*WORK TO DO:* Copy these entries verbatim, beginning with the first line of the entries and ending after the line that contains "32 146 L 29".

START

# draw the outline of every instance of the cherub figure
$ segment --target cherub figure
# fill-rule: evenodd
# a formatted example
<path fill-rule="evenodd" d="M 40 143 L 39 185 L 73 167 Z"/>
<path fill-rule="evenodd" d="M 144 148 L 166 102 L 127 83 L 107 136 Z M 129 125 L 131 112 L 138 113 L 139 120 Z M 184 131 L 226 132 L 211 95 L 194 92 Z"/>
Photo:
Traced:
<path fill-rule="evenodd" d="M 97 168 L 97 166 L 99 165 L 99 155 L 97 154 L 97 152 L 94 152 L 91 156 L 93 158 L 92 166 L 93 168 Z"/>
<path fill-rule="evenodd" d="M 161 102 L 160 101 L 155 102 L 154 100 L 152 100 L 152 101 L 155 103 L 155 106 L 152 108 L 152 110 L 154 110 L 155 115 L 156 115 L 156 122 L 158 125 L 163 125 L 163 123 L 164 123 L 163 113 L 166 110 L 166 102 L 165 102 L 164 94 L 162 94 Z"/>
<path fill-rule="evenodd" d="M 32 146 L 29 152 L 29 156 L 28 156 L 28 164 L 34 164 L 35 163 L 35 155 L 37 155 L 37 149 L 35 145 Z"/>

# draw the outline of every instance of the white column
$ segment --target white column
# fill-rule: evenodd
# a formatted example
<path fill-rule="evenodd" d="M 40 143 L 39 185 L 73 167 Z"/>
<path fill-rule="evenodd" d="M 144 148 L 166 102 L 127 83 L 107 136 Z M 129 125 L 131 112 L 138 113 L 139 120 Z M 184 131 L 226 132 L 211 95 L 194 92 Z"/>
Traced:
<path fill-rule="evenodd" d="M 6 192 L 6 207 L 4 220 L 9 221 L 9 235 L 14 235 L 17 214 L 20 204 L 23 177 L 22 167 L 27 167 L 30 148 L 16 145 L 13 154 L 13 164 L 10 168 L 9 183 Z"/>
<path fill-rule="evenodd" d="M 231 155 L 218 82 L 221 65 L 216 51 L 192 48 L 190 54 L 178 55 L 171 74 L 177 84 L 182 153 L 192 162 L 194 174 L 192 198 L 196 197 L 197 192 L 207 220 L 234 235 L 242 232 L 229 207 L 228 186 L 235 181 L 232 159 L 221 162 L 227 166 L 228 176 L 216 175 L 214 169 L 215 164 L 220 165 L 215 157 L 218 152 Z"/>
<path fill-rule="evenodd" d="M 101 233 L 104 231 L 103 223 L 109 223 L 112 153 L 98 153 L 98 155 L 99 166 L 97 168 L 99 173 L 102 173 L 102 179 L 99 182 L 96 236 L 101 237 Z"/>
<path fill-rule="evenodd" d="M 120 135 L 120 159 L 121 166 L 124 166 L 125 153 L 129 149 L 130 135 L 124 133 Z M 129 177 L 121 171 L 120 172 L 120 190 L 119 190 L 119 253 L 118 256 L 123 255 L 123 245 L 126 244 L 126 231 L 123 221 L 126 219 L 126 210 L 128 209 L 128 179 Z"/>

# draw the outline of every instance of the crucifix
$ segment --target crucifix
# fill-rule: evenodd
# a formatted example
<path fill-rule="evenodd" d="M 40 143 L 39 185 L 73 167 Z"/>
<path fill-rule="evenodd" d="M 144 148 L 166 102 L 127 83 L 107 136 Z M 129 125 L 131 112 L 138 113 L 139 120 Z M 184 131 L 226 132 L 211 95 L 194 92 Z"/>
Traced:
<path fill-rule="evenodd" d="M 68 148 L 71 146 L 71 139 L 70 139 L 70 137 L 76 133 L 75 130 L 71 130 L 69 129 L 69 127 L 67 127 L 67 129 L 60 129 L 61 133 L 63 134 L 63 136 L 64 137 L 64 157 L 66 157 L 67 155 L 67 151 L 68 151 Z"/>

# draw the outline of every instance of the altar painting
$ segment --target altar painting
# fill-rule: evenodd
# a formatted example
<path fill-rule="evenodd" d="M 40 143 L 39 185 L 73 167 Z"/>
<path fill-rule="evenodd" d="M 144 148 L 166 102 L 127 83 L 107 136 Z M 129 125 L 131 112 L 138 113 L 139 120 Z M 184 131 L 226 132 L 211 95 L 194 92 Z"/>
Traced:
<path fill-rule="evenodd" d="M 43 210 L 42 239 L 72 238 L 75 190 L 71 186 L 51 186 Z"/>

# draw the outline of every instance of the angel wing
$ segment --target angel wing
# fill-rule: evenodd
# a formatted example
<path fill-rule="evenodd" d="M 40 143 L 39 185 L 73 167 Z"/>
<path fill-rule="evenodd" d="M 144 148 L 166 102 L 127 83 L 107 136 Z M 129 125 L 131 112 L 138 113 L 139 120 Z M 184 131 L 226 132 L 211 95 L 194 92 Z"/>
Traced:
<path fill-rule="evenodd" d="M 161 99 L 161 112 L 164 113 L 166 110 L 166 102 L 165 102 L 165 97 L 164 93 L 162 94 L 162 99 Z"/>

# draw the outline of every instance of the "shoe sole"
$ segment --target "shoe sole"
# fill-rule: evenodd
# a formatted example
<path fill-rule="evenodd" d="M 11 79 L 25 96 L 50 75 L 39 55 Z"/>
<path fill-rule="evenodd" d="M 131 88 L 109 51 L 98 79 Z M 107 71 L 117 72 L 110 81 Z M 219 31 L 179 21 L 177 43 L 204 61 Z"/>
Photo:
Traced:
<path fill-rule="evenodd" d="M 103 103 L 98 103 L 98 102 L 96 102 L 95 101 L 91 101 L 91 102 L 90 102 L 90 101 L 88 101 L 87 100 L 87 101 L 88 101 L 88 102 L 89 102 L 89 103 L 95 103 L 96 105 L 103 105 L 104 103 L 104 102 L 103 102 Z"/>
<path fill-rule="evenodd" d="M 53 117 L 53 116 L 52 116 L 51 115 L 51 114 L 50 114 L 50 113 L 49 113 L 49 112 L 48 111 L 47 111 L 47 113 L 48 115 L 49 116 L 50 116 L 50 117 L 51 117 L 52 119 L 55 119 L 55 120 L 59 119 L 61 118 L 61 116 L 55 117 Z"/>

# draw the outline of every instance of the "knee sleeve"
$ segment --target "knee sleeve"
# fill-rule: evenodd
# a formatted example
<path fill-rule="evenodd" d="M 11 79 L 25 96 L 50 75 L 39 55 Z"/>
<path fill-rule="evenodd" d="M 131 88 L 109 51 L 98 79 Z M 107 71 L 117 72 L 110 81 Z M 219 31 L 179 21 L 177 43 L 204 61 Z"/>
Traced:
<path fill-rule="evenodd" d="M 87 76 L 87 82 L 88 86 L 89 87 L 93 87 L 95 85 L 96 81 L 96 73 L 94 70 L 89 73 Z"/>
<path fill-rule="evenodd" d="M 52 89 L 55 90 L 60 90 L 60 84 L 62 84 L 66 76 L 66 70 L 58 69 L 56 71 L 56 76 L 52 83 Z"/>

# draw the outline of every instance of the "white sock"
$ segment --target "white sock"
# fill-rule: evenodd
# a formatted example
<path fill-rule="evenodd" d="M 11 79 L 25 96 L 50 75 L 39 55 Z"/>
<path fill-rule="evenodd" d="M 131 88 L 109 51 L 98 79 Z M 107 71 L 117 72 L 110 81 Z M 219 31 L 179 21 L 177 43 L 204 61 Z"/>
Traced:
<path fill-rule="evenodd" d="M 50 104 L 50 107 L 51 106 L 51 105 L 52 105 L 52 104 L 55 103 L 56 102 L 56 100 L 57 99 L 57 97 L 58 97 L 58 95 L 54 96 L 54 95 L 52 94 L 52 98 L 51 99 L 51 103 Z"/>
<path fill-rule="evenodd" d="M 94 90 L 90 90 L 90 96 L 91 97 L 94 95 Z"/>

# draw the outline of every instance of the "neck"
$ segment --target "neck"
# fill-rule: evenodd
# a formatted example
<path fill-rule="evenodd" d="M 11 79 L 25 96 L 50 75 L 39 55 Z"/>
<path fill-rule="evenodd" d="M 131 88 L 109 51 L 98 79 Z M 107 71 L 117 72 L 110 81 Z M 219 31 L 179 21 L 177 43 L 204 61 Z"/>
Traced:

END

*TASK ANSWER:*
# draw the outline of every instance of the cherub figure
$ segment --target cherub figure
# fill-rule: evenodd
# a formatted example
<path fill-rule="evenodd" d="M 40 143 L 39 185 L 73 167 Z"/>
<path fill-rule="evenodd" d="M 144 148 L 166 102 L 127 83 L 107 136 Z M 129 125 L 131 112 L 138 113 L 139 120 Z M 184 131 L 226 132 L 211 95 L 194 92 Z"/>
Photo:
Traced:
<path fill-rule="evenodd" d="M 97 168 L 97 166 L 99 165 L 99 155 L 97 154 L 97 152 L 94 152 L 91 156 L 93 158 L 92 166 L 93 168 Z"/>
<path fill-rule="evenodd" d="M 161 102 L 160 101 L 155 102 L 154 100 L 152 100 L 152 101 L 155 103 L 155 106 L 152 108 L 152 110 L 154 110 L 155 115 L 156 115 L 156 122 L 158 125 L 163 125 L 163 123 L 164 123 L 163 113 L 166 110 L 166 102 L 165 102 L 164 94 L 162 94 Z"/>
<path fill-rule="evenodd" d="M 32 146 L 29 152 L 29 156 L 28 156 L 28 164 L 34 164 L 35 163 L 35 155 L 37 155 L 37 149 L 35 145 Z"/>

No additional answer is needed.